REQUIRED WORK
Carry on the interview about blogging at Microsoft from its last sentence.

DOCUMENT SECTION
%%

If you actually do eye-track research and learn how the eye works, um, any time you scroll, your eye has to refocus on the text and your brain has to parse that text and find where it was in the text, so it really slows you down when you have to scroll. And one of my tricks is not have to scroll on a vertical screen, which shows more text.
Shel: We wanted to talk a little bit about your blog, and Neville and I had the same question when we were talking earlier about what we were going to ask you. You’re without question the best-known of the many people at Microsoft who are blogging. I’ve heard you referred to as an A-list blogger. What’s that done to your relationships with other employees? Are they jealous? Are you a celebrity?
Robert: You know what they say about A-list bloggers, what A means, right? Heh, heh!
Um, I don’t know, you know, I expect there is jealousy because, I mean, I’d be jealous of somebody who came in to Microsoft for two years and is now in all these magazines and stuff. But on the other hand, a lot of employees like the fact that I’m there sort of, um, pushing a lot of the boundaries so that they can blog without feeling too much fear, you know.

%%

PROVIDED RECORDS
%%

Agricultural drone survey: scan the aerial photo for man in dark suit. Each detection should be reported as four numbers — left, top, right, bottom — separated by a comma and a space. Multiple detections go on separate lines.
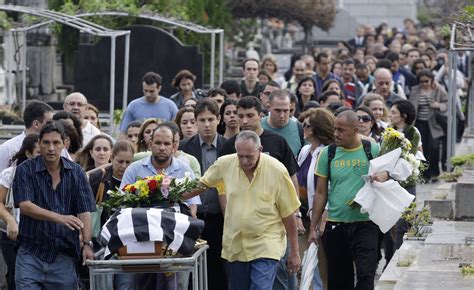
179, 98, 227, 290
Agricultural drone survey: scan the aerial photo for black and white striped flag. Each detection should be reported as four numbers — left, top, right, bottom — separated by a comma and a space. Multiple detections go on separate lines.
101, 208, 204, 259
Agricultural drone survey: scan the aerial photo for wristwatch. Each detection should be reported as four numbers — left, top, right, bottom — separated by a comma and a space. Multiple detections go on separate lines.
84, 241, 94, 249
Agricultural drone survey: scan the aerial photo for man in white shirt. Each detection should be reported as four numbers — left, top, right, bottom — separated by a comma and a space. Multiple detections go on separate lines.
63, 92, 101, 146
0, 100, 54, 172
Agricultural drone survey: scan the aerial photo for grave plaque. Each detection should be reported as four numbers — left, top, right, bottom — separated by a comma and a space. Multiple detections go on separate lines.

%%

EXERCISE RESPONSE
When you’re at a company, you always have to worry is this ok to do and, hey, Scoble is getting away with linking to Google and talking about Apple. Well, that makes me feel good about the kind of blogging I’m going to be doing, so… I notice that when I came on board, we went from about 100 bloggers to 1300 in about a year and I think it was just because of the fear that got removed from the corporation, like, hey, Scoble’s doing this kind of blogging and he’s surviving, so obviously, you know, the executives and what not are letting this happen.
Neville: So you still don’t have any formalized policies on blogging, but I expect you’ve got what I’d call guidelines, let’s say. Is that in place now at Microsoft?
Robert: Yeah… You know, Microsoft doesn’t have a lot of rules; it tells stories about itself and that’s why it sort of looks like a board from the outside. You know, we have really good email mailing lists for hundreds of different things. There’s an email mailing list on trading tickets; there’s an email mailing list on… oh, you could name any topic and there’s probably an email mailing list about it.
So the bloggers have an email mailing list and people go there and say, hey, do you think this is cool to do and people will write back and say, ah, I’d probably not do that, you know. Or if you do that, here are some of the consequences that could come into play.
In other words, we have a really good cross-departmental sharing system which a lot of companies don’t have. And if you don’t have that, then you’d better have policies to sort of explain what’s expected.
Shel: I met somebody from Microsoft at a show a couple of years ago, at the National Association of Broadcasters where we were both speaking, and he told me something that I thought was interesting. It was your status at Microsoft was based on which mailing lists you’d been invited to subscribe to. And I’m wondering if the blogs have had any impact on that culturally.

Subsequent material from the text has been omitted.